GIVEN PASSAGE:
● ● ● ● ● ● ●
* First patient died after 2-1/2 months with the device
* Study looks at survival rate after one month
* Three more terminally ill patients due to try it
* Carmat shares, suspended Tuesday, hit 2-year low (Adds share price reaction, analyst comments, context)
PARIS, March 5 (Reuters) - Carmat shares fell to a two-year low on Wednesday after the death of the first patient fitted with its artificial heart, but the French company said it would proceed with further clinical trials of the device as planned.
Carmat’s first patient, a 76-year-old man, died on Sunday in Paris, two and a half months after his transplant.
Before he was fitted with the device, the man was suffering from terminal heart failure, when the sick heart can no longer pump enough blood to sustain the body, and was said to have only a few weeks, or even days, to live.
The hospital that had performed the operation said the cause of his death could not be known for sure at this stage. Carmat said it was too soon to draw any conclusions on the artificial heart, which beat some 7 million times since it was implanted in the patient in December.
Carmat’s device is designed to replace the real heart for as much as five years, mimicking nature’s work using biological materials and sensors. It aims to extend life for terminally ill patients who cannot hope for a real organ because they are too old and donors too scarce.
Shares in Carmat, which were suspended on Tuesday, fell 10 percent to a more than two-year low at the market open. By 1042 GMT, they were 7 percent lower at 88.32 euros, valuing the company at about 378 million euros ($519.47 million).
“Carmat, first and foremost, wishes to pay tribute to the courage and the pioneering role of this patient and his family,” the group said in a statement on Tuesday evening.
“The company stresses that it is too soon to draw any conclusions from the data of a single patient, whatever the duration of the implantation.”
Three more patients in France with terminal heart failure and no other therapeutic option are due to be fitted with Carmat’s device.
Carmat said it was not planning to publish any information on the results of this feasibility study until an analysis of the trial’s data was completed. It will be considered a success if most of the patients survive with the implant for at least a month.
Invest Securities analyst Daniel Anizon, who has a “buy” recommendation on the stock, said in a note that the first patient had exceeded this target, living 74 days with the device. He added that nothing obliged Carmat to establish the cause of the patient’s death before implanting the three others, and that this initial study should be completed by mid-year.
Carmat has previously said that if it passed this first safety test, it would fit the device into about 20 more with less severe heart failure later this year, with an aim to request the right to market its device in Europe by 2015.
Portzamparc analyst Arnaud Guerin noted that Carmat shares had spiked ahead of the trials, and that they were sobering up in the face of the high risks tied to the project.
“There is no way we can say today how these clinical trials will turn out,” Guerin said. “The way the stock is behaving is rather irrational and not about economic valuations.”
Last year, Carmat posted a net loss of 14.6 million euros, after a 17.2 million loss in 2012. In its half-year financial report, it had an operating cash burn of 3.6 million euros.
The company has said it had enough cash and subsidies to fund its activities until 2015. But it could seek an injection of funds from fresh investors at some point to help fund its international expansion, Carmat co-founder Philippe Pouletty said in December.
● ● ● ● ● ● ●
DATA LISTING:
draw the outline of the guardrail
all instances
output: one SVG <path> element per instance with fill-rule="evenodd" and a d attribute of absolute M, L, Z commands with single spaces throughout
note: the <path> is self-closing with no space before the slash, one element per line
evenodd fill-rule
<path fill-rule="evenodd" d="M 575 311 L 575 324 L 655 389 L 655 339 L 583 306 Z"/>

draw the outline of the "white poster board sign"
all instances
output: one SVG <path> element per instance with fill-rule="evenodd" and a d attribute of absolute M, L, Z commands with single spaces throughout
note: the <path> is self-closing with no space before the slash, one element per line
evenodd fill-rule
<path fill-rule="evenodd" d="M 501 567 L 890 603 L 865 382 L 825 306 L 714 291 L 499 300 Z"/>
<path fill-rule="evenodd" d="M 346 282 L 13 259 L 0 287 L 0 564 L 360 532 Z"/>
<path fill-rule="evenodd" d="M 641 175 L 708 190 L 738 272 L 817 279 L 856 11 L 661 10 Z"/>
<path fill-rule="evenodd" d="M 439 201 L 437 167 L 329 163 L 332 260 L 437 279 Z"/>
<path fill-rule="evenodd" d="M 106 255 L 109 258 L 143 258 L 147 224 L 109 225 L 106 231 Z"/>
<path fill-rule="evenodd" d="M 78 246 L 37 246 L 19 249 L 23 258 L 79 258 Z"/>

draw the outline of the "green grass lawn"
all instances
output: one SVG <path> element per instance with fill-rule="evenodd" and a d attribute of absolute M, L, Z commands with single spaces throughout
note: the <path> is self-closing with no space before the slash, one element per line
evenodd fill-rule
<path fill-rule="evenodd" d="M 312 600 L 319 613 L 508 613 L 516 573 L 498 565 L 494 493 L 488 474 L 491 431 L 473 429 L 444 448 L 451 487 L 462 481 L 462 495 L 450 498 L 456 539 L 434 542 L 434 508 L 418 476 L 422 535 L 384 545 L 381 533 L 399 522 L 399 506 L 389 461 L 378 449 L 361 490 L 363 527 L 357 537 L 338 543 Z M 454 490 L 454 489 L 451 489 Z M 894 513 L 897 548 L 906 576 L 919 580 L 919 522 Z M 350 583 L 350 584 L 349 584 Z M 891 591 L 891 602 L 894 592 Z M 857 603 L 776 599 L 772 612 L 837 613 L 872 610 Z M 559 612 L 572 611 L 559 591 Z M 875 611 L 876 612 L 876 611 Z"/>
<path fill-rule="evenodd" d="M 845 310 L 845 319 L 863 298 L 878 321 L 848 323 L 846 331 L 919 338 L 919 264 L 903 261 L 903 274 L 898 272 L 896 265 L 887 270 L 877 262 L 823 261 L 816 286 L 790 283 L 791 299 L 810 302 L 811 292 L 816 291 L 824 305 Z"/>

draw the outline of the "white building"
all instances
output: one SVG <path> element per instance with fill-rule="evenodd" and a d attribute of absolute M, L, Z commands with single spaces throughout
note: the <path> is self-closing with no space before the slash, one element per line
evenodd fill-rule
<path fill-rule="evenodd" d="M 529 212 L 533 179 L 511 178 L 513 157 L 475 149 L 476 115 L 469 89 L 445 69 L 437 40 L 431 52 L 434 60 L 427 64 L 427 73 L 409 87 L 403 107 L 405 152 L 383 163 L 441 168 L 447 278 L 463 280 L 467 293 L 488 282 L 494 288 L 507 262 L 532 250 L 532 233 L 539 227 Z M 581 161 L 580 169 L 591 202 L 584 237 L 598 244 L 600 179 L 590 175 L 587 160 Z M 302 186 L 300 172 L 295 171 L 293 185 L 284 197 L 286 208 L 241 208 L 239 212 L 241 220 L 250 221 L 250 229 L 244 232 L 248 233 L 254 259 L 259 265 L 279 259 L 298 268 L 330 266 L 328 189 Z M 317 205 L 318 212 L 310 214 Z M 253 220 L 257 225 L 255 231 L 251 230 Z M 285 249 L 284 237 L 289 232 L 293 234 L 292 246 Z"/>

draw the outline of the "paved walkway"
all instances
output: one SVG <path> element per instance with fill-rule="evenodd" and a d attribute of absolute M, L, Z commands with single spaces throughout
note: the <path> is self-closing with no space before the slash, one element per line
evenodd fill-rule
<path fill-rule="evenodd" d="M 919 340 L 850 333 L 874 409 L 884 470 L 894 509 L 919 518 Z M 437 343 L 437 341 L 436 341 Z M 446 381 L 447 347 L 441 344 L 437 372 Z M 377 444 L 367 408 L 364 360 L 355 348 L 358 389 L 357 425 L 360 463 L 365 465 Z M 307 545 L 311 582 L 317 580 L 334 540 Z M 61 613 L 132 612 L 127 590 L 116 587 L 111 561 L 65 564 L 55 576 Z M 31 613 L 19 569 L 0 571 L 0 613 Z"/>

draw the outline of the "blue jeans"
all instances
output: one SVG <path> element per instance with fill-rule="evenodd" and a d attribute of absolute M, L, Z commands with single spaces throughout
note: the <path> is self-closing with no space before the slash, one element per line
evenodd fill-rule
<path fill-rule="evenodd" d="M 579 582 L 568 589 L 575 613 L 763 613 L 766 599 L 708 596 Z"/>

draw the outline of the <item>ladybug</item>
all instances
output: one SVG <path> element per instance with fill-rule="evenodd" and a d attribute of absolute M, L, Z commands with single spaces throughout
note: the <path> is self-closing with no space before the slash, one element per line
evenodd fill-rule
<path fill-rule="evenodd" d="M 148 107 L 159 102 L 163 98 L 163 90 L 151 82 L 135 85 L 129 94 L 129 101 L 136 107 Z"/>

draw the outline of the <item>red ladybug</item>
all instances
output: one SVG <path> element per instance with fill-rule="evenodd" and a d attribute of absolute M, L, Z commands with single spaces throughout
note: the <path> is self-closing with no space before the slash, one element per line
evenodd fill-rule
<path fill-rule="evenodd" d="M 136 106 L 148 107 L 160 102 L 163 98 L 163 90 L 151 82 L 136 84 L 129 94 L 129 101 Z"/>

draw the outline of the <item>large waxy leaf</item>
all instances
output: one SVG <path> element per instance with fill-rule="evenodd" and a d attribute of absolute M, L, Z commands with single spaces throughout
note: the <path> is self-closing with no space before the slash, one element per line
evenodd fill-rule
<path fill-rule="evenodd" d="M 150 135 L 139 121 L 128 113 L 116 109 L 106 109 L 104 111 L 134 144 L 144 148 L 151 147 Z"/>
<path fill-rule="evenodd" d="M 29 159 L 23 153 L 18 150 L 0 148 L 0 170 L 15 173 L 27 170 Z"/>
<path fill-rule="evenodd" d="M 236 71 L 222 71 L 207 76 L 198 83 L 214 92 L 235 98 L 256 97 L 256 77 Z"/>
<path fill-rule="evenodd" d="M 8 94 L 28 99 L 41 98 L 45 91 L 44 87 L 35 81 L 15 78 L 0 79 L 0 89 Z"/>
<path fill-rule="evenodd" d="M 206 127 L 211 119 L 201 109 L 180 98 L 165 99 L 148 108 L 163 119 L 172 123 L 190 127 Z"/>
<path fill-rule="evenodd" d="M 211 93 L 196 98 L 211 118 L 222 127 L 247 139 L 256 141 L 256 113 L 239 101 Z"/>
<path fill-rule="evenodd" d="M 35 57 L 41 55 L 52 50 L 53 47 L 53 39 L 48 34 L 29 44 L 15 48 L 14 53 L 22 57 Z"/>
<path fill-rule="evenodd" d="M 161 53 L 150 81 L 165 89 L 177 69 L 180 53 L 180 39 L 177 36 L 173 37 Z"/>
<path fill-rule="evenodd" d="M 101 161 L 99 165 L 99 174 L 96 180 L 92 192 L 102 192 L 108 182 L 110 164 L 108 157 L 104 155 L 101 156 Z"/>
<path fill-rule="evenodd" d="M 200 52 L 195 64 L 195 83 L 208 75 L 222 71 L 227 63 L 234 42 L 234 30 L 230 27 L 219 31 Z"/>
● ● ● ● ● ● ●
EXERCISE PROMPT:
Reproduce the stretch of the Carmat artificial heart article from "Three more patients" through "completed by mid-year.".

REPLY:
Three more patients in France with terminal heart failure and no other therapeutic option are due to be fitted with Carmat’s device.
Carmat said it was not planning to publish any information on the results of this feasibility study until an analysis of the trial’s data was completed. It will be considered a success if most of the patients survive with the implant for at least a month.
Invest Securities analyst Daniel Anizon, who has a “buy” recommendation on the stock, said in a note that the first patient had exceeded this target, living 74 days with the device. He added that nothing obliged Carmat to establish the cause of the patient’s death before implanting the three others, and that this initial study should be completed by mid-year.